(Beginning of Data extract)
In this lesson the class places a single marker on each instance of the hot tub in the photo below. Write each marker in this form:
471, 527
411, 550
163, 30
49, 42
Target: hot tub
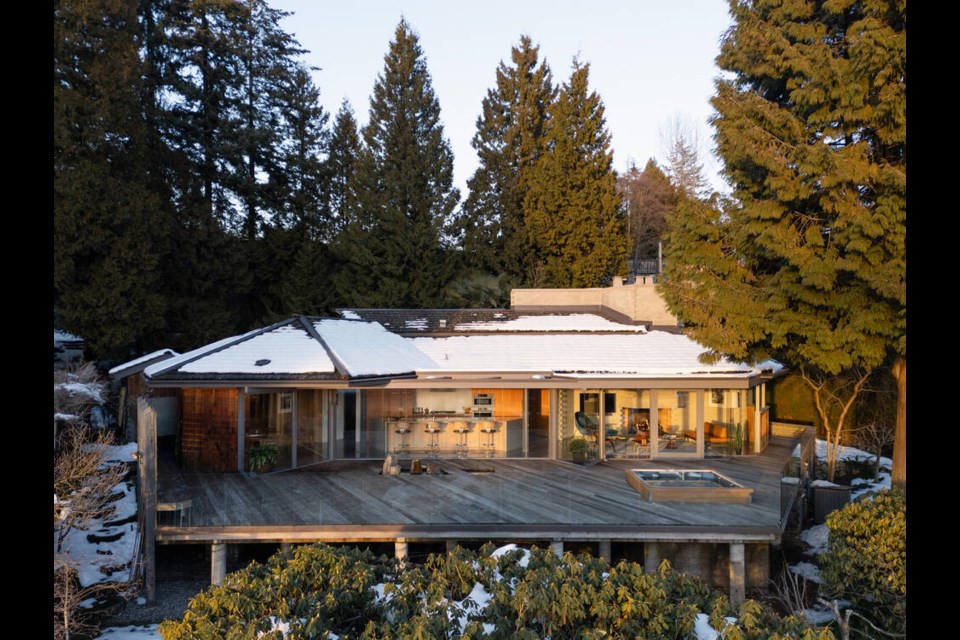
689, 485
(End of Data extract)
- What the exercise asks:
Give back all of the entries above exactly, with the pictures excluded.

- Completed task:
In this lesson the class places a single marker on each instance of the hot tub in the photo below. Write each marker in this form:
471, 527
411, 550
163, 30
49, 42
Target: hot tub
689, 485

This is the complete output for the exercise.